Records:
+---+

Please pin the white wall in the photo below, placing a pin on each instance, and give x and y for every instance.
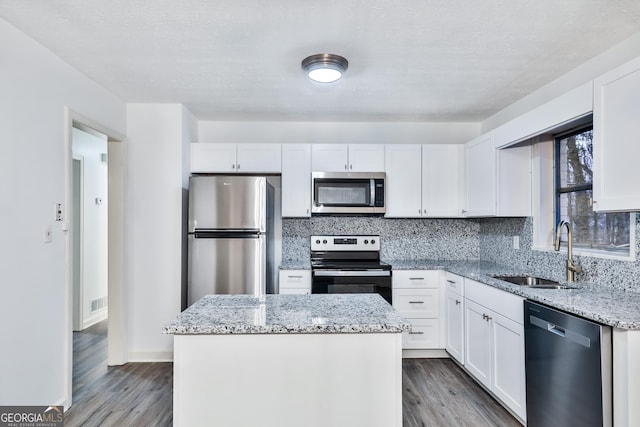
(36, 86)
(611, 58)
(94, 225)
(339, 132)
(154, 209)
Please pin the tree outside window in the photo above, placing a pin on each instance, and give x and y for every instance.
(574, 203)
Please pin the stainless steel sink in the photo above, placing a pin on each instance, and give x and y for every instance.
(533, 282)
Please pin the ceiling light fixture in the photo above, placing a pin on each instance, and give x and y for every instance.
(325, 67)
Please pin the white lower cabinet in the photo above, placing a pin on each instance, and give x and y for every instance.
(418, 297)
(454, 311)
(494, 343)
(295, 282)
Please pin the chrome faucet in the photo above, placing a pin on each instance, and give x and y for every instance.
(572, 267)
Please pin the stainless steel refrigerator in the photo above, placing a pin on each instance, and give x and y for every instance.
(230, 236)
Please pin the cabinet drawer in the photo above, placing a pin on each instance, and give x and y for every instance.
(417, 303)
(454, 283)
(502, 302)
(412, 279)
(295, 279)
(424, 334)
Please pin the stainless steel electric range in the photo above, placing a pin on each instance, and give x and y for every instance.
(349, 264)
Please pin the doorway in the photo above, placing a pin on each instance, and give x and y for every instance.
(90, 227)
(94, 245)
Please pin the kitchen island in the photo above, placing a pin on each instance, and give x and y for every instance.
(288, 360)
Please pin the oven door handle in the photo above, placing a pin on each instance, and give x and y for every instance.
(351, 273)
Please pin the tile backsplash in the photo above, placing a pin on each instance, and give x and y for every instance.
(489, 239)
(496, 245)
(407, 239)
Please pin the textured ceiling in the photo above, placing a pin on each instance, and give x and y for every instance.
(429, 60)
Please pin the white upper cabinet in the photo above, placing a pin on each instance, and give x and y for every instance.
(259, 158)
(404, 175)
(442, 181)
(616, 150)
(498, 181)
(515, 192)
(207, 157)
(241, 158)
(348, 158)
(296, 180)
(480, 161)
(423, 180)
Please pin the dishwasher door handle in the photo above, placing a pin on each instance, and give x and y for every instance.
(560, 331)
(555, 329)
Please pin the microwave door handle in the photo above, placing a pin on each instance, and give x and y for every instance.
(372, 195)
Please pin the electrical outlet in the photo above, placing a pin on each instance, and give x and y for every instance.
(48, 234)
(59, 212)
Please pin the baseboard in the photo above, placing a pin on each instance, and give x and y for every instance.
(425, 354)
(153, 356)
(97, 317)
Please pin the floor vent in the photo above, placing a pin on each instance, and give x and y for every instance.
(98, 303)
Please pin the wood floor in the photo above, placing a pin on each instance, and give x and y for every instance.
(436, 392)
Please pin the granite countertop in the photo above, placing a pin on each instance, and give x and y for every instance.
(288, 314)
(602, 304)
(295, 265)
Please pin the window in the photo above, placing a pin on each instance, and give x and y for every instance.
(604, 232)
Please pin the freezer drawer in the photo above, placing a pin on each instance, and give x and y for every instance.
(226, 265)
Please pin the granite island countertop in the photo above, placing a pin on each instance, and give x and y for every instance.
(602, 304)
(288, 314)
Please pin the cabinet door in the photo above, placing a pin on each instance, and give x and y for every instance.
(480, 160)
(478, 342)
(329, 158)
(514, 181)
(508, 380)
(213, 157)
(294, 282)
(455, 326)
(441, 180)
(366, 158)
(296, 180)
(403, 182)
(616, 109)
(262, 158)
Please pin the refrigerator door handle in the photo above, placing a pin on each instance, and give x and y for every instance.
(227, 230)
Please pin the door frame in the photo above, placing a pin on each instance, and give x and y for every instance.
(116, 336)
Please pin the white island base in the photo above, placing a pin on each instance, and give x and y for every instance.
(288, 380)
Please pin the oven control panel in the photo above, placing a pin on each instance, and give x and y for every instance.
(345, 243)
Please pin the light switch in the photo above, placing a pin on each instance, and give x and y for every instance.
(48, 233)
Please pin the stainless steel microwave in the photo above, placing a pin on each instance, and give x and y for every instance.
(348, 193)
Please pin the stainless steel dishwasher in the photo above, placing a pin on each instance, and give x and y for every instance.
(568, 369)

+---+

The problem: Leave out the pictures and transcribe everything else exactly.

Worked solution:
Please pin the white wall in the photo below, placing a pin on each instance, and give x and y for every instance.
(36, 86)
(611, 58)
(94, 225)
(339, 132)
(154, 209)
Please pin the tree outside window in the photo above, placing a pin on each instance, and give x and y for every instance.
(574, 203)
Please pin the stainless steel sink in the photo above, placing a pin on each instance, and give x and y for every instance.
(533, 282)
Please pin the ceiling light fixture in the photo above, placing a pin on each instance, and give x and y for every instance.
(325, 67)
Please pin the white lower cabinet in the photo above, placing a pin on each instance, and give x and y for every instance.
(418, 297)
(454, 311)
(494, 343)
(295, 282)
Please pin the chrome faucet in the photo above, placing a pin on each instance, and give x and y for every instance.
(572, 267)
Please pin the stainless steel refrigerator in the photo above, placing a pin on each instance, and give x and y for every instance.
(230, 236)
Please pin the cabinet drawer in the photo above, placing a pin on each instance, and give x and y for every instance.
(417, 303)
(454, 283)
(502, 302)
(412, 279)
(295, 279)
(424, 334)
Please pin the stainless steel electric range in the photo above, placing a pin on each instance, and give x and y for every instance.
(349, 264)
Please pin the doorway in the photo above, placing a pin on each instance, and give x and y for every instance.
(90, 227)
(94, 245)
Please pin the kitchen island in the photo above, placing a pin on each instance, and give x and y for every instance.
(288, 360)
Please pin the oven door handle in the photo above, placing a pin on each instance, and give x and y for every instance.
(351, 273)
Please pin the tile backsplash in the photo above, placing a pin on each instance, and give x and y for every instance.
(489, 239)
(496, 245)
(407, 239)
Please pin the textured ceiling in the photo above, placing a pin on each instance, and give x and y for every instance.
(429, 60)
Please pin the white upper cabinet in the photo above, placing a pin on each instance, and give x and y for every instance.
(259, 158)
(404, 175)
(442, 181)
(616, 150)
(498, 181)
(515, 192)
(207, 157)
(241, 158)
(348, 158)
(296, 180)
(480, 161)
(423, 180)
Please pin the dishwasher door handle in the photo above, placing a pin on each instance, and give x and y for every instance.
(560, 331)
(555, 329)
Please pin the microwave door handle in the photo above, placing a pin on each instance, and give x and y for every instance.
(372, 195)
Please pin the electrical outlet in the photo above, placing a pin on each instance, and give x and y for every instance.
(48, 234)
(59, 212)
Please pin the baseboard in the photo above, placing a pin on each instance, and give x and y for every instance.
(425, 354)
(153, 356)
(97, 317)
Please pin the floor vent in the photo above, placing a pin on each instance, and give x and y for every instance.
(98, 303)
Please pin the wood floor in the photo above, placing a pin on each instance, and give x and y for every instance.
(436, 392)
Please pin the granite countertop in the photo above, placing a pin on each instance, and give x and y for every instance.
(288, 314)
(602, 304)
(295, 265)
Please pin the window in the photo above, placing a pin on each instance, and give x and y for every instance.
(604, 232)
Please pin the freezer drawer in the photo above, placing a pin on each instance, and give x and y for every instance.
(226, 265)
Please pin the granite island countertop in the photo above, placing a pin on each instance, and give x and y for every instance.
(602, 304)
(288, 314)
Please pin the cabinet door in the photo above, placing a pin on each instance, and give x and y for every instance.
(480, 160)
(478, 342)
(329, 158)
(514, 181)
(508, 380)
(213, 157)
(294, 282)
(455, 326)
(441, 180)
(366, 158)
(296, 180)
(403, 182)
(616, 109)
(262, 158)
Please pin the refrigerator door handle in the photo above, placing a pin on each instance, and give x and y for every instance.
(227, 230)
Please pin the door frame in the photo above, placing a pin on each instance, and give x and y for every instance.
(116, 336)
Please pin the white island base in the photo above, placing a pin on each instance, and give x and y for every instance.
(288, 380)
Please pin the oven control panel in the photo above, placing a pin on each instance, and give x and y for every instance.
(345, 243)
Please pin the light switch in the photo above, placing a pin on each instance, and give x and y for every instance.
(48, 233)
Please pin the stainless steel microwave in the photo above, placing a pin on each instance, and give x and y for every instance.
(348, 193)
Please pin the stainless steel dishwasher in the photo above, placing a pin on each instance, and give x and y for every instance.
(568, 369)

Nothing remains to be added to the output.